*** Opening of Quoted passage ***
- OpenLLaMA 13B released
Update June 19, 2023:
The OpenLLaMA team has released its OpenLLaMA model with 13 billion parameters. It is available on Github. The team notes that the tokenizer used for OpenLLaMA is not suitable for code. A model suitable for code will follow.
Original article from May 5, 2023:
OpenLLaMA is an open-source reproduction of Meta's LLaMA language model and can be used commercially.
Since the unveiling of Meta's LLaMA family of large language models and the subsequent leak, the development of open-source chatbots has exploded. Models such as Alpaca, Vicuna, and OpenAssistant use Meta's models as the basis for their various forms of instruction tuning.
However, LLaMA models are licensed for research use only, which prevents commercial use of those models.
OpenLLaMA reproduces Meta's language models
Alternatives based on other freely available models do not match the quality of Meta's models, as LLaMA follows Deepmind's Chinchilla scaling laws and has been trained on particularly large amounts of data.
Researchers at Berkeley AI Research want to replicate Meta's LLaMA models in the OpenLLaMA project. The team is using Together's RedPajama dataset for the project. The open-source platform also announced its intention to reproduce the LLaMA models in April, releasing the 1.2 trillion parameter dataset as a first step.
The Berkeley team is now releasing an early version of the 7-billion-parameter OpenLLaMA model, which has so far been trained on 300 billion of 1.2 trillion tokens. Performance is already said to be approaching the level of LLaMA, and the team is confident that the fully trained OpenLLaMA will be competitive with Meta's original.
As a part of our effort to replicate LLaMA in an open-source manner, we are pleased to announce the release of preview of the 7B OpenLLaMA model that has been trained with 200 billion tokens on the RedPajama dataset.https://t.co/jsMn9ZlaN0
— Hao Liu (@haoliuhl) May 2, 2023
OpenLLaMA also comes in 3 billion parameter version
In addition to the 7 billion parameter model, the OpenLLaMA team is also training a 3 billion parameter version to enable the use of powerful language models in use cases with limited resources.
The team has no plans for larger models at this time. Together's LLaMA replica RedPajma is also limited to the 7 billion parameter variant for the time being. The AI model is also currently in training and should have passed the 500 billion token mark by now.
The Alpaca formula or OpenAssistant could move to the soon-to-be-available, fully-trained OpenLLaMA or RedPajama models, making them available for commercial purposes as well, offering businesses for the first time a true open-source alternative to services like OpenAI's ChatGPT.
*** Close of Quoted passage ***
*** Opening of Stored data ***
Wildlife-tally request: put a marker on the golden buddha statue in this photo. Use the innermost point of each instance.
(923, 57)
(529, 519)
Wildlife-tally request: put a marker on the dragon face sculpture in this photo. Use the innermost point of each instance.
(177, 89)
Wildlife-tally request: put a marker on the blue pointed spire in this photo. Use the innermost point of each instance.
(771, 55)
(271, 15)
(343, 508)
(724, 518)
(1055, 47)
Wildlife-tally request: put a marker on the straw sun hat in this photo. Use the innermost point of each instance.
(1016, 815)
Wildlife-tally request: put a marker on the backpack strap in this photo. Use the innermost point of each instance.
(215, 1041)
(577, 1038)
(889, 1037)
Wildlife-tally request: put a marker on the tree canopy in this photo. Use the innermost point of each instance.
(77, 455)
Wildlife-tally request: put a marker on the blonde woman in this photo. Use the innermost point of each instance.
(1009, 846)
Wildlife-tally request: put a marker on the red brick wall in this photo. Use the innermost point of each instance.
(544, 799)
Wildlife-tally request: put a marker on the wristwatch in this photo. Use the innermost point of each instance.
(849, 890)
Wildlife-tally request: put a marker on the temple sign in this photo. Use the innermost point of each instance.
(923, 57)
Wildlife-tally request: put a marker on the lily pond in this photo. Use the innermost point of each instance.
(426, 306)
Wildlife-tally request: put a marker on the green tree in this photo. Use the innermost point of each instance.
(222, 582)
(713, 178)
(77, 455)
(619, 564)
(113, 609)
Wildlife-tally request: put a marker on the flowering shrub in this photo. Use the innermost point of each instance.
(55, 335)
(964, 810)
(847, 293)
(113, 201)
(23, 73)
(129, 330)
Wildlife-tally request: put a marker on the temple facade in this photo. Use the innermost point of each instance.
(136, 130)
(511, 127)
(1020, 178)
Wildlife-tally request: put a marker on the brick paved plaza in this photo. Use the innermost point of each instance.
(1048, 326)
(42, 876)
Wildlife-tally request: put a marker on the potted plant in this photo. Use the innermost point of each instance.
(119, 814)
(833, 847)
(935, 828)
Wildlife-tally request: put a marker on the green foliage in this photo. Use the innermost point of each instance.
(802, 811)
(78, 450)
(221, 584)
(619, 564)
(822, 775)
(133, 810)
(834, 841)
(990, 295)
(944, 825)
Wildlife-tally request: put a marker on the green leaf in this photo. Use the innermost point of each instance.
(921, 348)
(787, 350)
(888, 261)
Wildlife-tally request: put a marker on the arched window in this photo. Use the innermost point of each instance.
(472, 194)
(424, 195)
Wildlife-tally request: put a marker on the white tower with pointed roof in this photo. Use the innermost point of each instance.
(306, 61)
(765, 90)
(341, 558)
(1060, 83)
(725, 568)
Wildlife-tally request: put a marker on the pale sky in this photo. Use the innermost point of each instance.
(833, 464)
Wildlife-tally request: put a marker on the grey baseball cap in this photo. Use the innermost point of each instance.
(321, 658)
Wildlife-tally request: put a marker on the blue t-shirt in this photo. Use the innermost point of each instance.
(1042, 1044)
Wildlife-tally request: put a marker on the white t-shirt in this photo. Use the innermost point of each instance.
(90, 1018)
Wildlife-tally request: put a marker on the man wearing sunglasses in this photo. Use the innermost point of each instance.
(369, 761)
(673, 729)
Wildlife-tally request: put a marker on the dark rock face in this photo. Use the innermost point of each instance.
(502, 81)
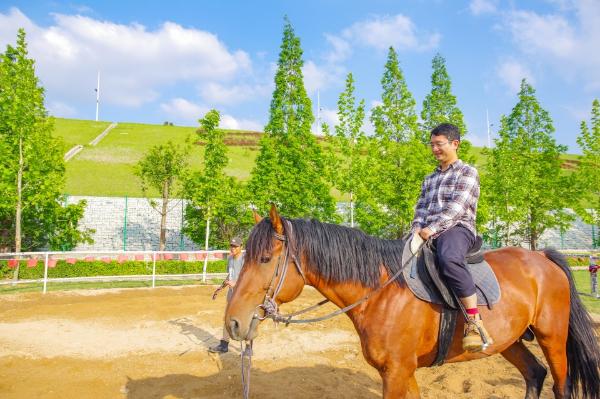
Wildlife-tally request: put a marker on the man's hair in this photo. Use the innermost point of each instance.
(447, 129)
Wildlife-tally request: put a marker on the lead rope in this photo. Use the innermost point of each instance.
(246, 362)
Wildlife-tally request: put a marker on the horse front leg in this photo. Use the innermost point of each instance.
(399, 382)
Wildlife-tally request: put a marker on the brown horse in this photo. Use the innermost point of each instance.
(398, 332)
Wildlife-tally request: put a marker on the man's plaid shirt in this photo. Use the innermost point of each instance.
(448, 198)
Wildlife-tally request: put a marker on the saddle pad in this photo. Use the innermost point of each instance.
(485, 280)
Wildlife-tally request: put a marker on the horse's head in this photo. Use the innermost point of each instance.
(271, 274)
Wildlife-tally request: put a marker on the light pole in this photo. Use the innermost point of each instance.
(97, 89)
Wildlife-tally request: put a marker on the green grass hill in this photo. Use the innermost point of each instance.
(107, 168)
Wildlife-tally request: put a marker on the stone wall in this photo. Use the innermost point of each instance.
(107, 216)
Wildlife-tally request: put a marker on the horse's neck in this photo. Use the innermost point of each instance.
(340, 294)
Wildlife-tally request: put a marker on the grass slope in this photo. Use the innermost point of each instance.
(107, 169)
(74, 131)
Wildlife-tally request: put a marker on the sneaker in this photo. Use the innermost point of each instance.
(223, 347)
(472, 341)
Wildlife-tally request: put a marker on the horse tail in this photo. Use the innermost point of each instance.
(583, 353)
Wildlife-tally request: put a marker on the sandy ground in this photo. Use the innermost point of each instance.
(143, 343)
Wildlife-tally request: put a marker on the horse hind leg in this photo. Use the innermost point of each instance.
(530, 367)
(552, 337)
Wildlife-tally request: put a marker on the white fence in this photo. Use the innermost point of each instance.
(50, 260)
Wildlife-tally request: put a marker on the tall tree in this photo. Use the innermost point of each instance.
(396, 161)
(526, 185)
(440, 106)
(587, 175)
(160, 170)
(215, 199)
(395, 118)
(289, 169)
(33, 213)
(347, 144)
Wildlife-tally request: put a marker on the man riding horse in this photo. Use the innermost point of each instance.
(445, 213)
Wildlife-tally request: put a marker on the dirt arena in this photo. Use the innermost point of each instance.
(144, 343)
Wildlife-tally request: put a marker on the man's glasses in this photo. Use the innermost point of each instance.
(438, 145)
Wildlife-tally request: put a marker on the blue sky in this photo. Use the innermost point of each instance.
(173, 61)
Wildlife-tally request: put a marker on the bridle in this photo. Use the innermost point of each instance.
(271, 309)
(269, 305)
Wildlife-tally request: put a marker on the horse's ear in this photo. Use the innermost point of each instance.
(257, 217)
(276, 220)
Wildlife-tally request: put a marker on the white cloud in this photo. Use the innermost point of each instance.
(550, 34)
(478, 7)
(399, 31)
(566, 40)
(341, 49)
(62, 110)
(184, 111)
(218, 93)
(511, 73)
(321, 76)
(135, 63)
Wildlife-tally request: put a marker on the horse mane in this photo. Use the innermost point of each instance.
(335, 253)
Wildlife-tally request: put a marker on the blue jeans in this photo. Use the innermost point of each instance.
(452, 247)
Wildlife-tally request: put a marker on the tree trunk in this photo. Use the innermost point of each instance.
(19, 206)
(163, 217)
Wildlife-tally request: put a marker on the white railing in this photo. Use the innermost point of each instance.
(50, 258)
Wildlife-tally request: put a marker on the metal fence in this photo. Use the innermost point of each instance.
(49, 260)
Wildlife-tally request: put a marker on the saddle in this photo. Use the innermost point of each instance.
(424, 280)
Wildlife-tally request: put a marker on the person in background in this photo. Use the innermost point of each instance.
(235, 261)
(593, 268)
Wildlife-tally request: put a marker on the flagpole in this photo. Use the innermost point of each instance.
(97, 96)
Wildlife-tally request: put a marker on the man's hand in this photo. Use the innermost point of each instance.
(425, 233)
*** Close of Stored data ***
**What is needed:**
Answer these questions from the OpenLLaMA article:
1. According to the June 19, 2023 update, what is the OpenLLaMA tokenizer not suitable for?
2. Whose dataset is the Berkeley team using for the OpenLLaMA project?
3. Why is the team also training a 3 billion parameter version?

**Answer:**
1. Code.
2. Together's RedPajama dataset.
3. To enable the use of powerful language models in use cases with limited resources.